Request 1:
According to the biography of Margaret Jane Gurney, at what event did she represent Australia in 2009?

begin Extract provided

Margaret Jane Gurney (born 1943) is an Australian artist who lives and works in Melbourne and is an advocate for Australian arts.

Born into an artistic family, Margaret represented Australia at the 2009 Florence Biennale. She has won numerous awards, was one of the first women to work as a graphic artist in Australian television and, also, was one of the first women to work in Australia as an art director in advertising.

She worked extensively as both an educator and as an administrator in Community Arts, and as a Program Manager in Arts Adult Education long before the creation of Creative Victoria in 2015.

She established her own studio in Melbourne, and has painted full time for many years.

Family
The daughter of Australian war artist, Alex Gurney (1902-1955) — the creator of the legendary Bluey and Curley cartoon — and Junee Gurney (1909-1984), née Grover, youngest daughter of the journalist Montague "Monty" MacGregor Grover (1870–1943), and Ada Grover (1877-1928), née Goldberg, Margaret Jane Gurney was born in Melbourne in 1943.

The youngest of four children, Margaret's elder siblings were John (1929–2004), Jennifer Anne (1932–2004), and Susan (1937–2003).

She married cinematographer Alan Charles Weatherley (1937-1986) on 8 April 1967. She has two children, Jane Leza Weatherley (1969-), and Mark Alan Weatherley (1972), and two grand-children, Emma and Kate Weatherley.

Education
Educated at:
 The Elsternwick State School.
 The Methodist Ladies' College, Elsternwick.

end Extract provided

Request 2:
Pull out each line of the entries below that contains the string "strap". Case counts.

begin Data supplied

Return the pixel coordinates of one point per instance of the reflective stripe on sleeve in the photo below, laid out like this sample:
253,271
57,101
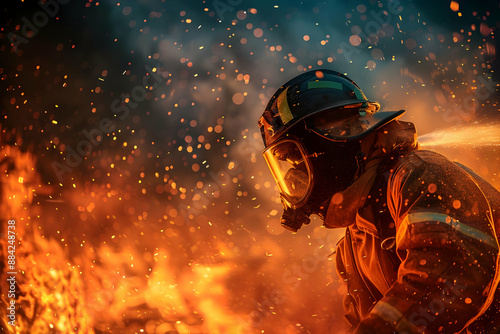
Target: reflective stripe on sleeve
423,216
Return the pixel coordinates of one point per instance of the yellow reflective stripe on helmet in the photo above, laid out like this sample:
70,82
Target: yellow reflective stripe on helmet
283,108
324,84
424,216
392,315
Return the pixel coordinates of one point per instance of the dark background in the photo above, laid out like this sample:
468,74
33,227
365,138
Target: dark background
178,193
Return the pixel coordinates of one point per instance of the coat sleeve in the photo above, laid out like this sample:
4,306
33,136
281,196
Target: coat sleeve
446,241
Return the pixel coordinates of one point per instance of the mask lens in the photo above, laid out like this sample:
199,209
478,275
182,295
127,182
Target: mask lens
289,166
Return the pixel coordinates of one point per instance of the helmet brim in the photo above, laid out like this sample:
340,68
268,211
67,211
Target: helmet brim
352,128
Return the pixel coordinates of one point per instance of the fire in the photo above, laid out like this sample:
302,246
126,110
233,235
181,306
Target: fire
90,264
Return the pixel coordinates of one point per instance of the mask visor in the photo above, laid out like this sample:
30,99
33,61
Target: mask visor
290,168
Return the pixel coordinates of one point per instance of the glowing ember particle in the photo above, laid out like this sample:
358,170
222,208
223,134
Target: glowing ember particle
258,32
238,98
355,40
432,188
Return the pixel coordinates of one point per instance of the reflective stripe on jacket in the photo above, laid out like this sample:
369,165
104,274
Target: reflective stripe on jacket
421,255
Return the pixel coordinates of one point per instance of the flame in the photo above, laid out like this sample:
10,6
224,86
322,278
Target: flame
129,283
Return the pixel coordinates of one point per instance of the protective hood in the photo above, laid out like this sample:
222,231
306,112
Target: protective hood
394,138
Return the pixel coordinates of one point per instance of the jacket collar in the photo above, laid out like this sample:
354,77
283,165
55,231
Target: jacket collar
394,137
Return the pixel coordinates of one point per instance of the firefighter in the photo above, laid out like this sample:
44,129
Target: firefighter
420,252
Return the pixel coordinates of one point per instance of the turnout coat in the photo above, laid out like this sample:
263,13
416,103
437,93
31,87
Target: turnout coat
420,252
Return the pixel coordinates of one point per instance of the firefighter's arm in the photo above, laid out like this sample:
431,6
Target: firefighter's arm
448,250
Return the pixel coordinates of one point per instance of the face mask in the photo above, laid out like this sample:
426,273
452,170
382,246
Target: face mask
309,169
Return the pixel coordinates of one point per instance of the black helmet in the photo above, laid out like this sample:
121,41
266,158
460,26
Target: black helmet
311,129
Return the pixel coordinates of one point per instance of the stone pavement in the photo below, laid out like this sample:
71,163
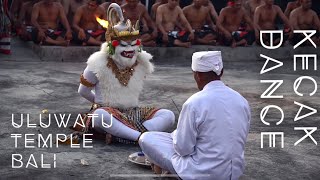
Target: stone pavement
29,85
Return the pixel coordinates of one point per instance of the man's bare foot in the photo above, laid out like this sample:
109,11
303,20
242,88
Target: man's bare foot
186,44
108,138
234,44
156,169
149,44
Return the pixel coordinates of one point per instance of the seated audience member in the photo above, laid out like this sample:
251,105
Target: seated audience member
251,6
70,8
24,20
291,6
265,18
304,18
87,29
213,12
198,15
155,7
45,18
168,16
230,26
106,5
135,11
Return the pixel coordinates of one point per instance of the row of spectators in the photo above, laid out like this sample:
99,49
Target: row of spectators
59,22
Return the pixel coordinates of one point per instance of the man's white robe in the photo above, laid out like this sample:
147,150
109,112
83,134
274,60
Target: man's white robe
209,141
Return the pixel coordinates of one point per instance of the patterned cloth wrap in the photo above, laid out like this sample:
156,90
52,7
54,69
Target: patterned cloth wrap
131,117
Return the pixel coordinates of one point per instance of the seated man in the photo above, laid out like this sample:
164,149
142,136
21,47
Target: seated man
168,16
198,16
116,74
291,6
209,141
87,29
265,19
251,6
135,11
155,7
229,23
45,18
213,12
70,8
304,18
106,5
24,20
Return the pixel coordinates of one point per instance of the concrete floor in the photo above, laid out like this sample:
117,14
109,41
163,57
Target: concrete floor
28,85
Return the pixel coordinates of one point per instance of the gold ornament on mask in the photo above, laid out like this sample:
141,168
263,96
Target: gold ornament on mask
117,27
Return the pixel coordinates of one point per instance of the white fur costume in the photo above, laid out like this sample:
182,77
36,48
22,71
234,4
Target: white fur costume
108,91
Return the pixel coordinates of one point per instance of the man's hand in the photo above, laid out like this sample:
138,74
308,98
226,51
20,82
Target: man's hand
82,34
41,35
228,35
69,35
191,36
154,34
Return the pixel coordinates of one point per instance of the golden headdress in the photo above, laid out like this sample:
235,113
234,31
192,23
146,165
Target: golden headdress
119,28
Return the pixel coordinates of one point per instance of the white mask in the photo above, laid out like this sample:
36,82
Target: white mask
126,53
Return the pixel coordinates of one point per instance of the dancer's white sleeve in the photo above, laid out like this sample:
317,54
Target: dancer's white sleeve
85,91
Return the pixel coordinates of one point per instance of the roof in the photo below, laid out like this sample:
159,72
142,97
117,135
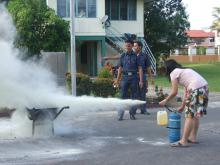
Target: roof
199,34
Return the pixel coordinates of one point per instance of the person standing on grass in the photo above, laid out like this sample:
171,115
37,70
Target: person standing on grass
146,67
129,68
195,100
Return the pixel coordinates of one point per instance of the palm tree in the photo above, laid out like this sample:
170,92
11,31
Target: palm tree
216,22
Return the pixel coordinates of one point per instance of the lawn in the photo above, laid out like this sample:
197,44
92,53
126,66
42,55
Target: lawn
210,71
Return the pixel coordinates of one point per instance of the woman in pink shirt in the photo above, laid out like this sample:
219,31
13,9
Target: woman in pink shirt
195,100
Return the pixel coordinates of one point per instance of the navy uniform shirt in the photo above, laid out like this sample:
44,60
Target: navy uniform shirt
144,61
129,62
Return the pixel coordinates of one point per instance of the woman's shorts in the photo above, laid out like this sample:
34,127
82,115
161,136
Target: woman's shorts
197,102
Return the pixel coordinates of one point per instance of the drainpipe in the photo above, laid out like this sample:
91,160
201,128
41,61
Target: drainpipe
73,47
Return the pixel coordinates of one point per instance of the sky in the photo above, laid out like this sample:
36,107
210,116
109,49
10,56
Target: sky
200,12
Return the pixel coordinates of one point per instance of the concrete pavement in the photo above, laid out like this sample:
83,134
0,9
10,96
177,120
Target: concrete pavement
99,139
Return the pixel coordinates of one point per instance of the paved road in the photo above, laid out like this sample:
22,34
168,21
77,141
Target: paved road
99,139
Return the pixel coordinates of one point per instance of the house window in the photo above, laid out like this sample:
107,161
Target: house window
83,8
121,9
63,8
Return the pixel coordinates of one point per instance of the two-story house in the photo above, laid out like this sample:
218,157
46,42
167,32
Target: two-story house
94,39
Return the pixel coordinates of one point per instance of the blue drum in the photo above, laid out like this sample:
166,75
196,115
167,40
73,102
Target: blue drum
174,127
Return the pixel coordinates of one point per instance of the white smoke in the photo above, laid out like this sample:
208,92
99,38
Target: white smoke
27,84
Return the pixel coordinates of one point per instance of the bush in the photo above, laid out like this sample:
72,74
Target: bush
105,73
83,84
102,87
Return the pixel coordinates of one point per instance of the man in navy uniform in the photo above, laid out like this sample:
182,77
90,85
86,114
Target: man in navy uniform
129,68
146,67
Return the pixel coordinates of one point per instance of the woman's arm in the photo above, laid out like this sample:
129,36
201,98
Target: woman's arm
172,94
180,109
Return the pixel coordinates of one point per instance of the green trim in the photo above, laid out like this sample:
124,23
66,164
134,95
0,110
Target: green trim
87,38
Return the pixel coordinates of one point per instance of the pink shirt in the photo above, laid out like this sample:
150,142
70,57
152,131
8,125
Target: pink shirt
188,78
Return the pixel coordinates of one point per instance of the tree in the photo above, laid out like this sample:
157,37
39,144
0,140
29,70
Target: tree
166,23
38,27
216,22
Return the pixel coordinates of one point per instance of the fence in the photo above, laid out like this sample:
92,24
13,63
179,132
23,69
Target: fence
196,58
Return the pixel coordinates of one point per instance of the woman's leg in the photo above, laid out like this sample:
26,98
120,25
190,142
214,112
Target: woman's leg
186,130
194,131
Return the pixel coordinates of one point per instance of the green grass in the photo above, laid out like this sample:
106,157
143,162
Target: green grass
210,71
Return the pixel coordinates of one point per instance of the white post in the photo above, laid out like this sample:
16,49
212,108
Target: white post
73,50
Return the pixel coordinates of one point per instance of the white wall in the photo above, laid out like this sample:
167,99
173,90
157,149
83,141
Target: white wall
93,26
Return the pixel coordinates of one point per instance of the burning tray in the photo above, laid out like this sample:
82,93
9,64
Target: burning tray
41,114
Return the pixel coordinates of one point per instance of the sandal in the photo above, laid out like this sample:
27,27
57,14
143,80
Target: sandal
192,142
178,144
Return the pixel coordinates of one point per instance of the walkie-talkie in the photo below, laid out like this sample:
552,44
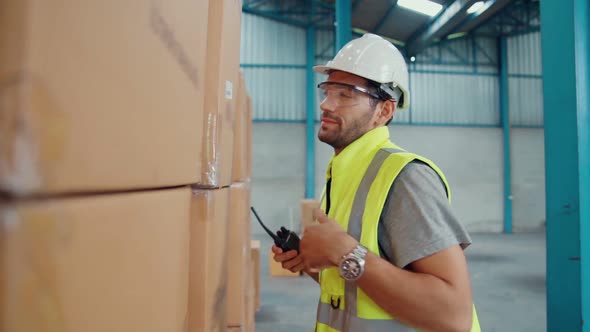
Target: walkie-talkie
284,238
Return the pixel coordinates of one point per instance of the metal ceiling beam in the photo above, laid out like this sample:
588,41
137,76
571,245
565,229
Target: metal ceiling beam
274,17
498,7
383,19
443,24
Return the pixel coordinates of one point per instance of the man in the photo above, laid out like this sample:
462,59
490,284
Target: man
388,249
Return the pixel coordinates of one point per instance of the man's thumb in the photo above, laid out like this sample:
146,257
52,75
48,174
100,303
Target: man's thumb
320,216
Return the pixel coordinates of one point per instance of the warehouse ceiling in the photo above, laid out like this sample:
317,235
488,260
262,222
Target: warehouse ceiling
410,30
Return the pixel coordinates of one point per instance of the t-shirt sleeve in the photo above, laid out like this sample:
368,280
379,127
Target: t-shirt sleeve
417,220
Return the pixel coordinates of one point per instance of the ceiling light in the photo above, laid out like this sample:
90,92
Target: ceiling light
475,7
421,6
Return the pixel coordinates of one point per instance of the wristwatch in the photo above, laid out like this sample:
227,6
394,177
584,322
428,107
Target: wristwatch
352,265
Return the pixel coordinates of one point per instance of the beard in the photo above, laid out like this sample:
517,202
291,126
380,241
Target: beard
338,137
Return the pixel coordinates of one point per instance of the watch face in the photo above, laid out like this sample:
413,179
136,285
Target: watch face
350,269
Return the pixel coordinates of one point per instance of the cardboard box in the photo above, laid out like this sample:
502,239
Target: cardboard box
307,207
276,269
113,263
255,258
90,105
250,324
238,253
249,150
208,260
221,98
241,139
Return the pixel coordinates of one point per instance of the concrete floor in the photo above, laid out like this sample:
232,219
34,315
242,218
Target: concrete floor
507,274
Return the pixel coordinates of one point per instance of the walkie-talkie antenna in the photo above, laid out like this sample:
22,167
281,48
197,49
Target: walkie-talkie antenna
274,237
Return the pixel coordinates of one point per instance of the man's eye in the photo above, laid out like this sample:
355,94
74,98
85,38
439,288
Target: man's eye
346,94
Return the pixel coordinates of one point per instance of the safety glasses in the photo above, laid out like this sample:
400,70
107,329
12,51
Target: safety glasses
343,94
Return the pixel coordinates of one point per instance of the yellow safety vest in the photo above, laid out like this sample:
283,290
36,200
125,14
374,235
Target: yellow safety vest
362,176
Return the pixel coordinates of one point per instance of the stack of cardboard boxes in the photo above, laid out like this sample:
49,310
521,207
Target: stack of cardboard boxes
124,193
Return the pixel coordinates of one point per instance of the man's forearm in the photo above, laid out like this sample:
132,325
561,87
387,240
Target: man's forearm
418,299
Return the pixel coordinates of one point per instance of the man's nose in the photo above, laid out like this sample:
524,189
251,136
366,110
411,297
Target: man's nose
328,105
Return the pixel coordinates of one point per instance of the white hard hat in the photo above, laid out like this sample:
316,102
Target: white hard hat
375,59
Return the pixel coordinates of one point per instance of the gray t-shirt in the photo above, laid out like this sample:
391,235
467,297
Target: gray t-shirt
417,220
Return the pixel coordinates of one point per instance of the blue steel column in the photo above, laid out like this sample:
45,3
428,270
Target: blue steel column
343,23
582,43
505,119
564,33
310,111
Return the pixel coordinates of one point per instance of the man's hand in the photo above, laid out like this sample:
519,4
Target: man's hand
324,245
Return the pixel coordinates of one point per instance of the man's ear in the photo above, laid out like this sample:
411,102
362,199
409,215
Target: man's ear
387,111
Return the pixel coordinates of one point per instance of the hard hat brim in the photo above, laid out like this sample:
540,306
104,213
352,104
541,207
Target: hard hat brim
323,69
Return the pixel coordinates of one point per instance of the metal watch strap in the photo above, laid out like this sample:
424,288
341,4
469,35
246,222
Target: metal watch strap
359,251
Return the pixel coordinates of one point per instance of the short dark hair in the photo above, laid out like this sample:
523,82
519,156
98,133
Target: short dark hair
374,88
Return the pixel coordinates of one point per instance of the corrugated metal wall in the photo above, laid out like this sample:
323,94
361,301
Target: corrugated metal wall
525,81
273,63
454,83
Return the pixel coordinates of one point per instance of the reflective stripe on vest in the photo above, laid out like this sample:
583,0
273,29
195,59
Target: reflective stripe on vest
345,317
348,320
341,321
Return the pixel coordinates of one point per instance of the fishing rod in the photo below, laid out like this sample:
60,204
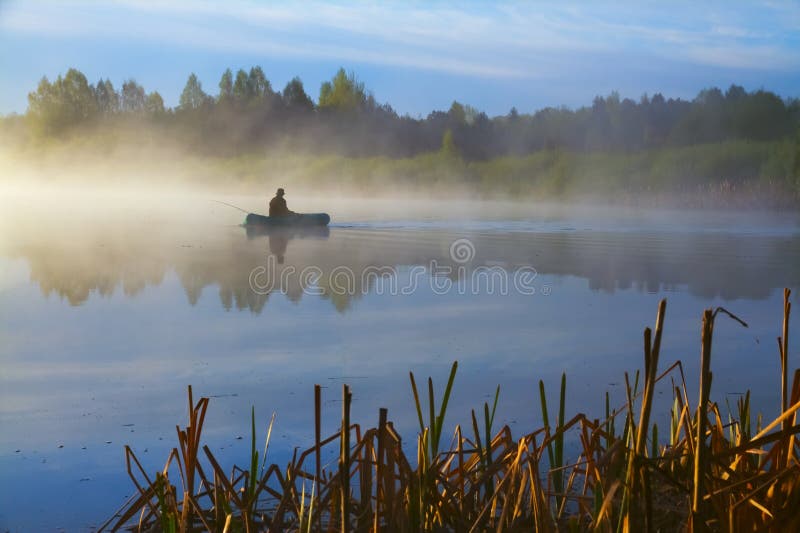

end Data supplied

Worked answer 1:
The Florence Biennale.

Worked answer 2:
Return the pixel coordinates of one point per instance of the metal watch strap in the photo above, laid out like this sample:
Target: metal watch strap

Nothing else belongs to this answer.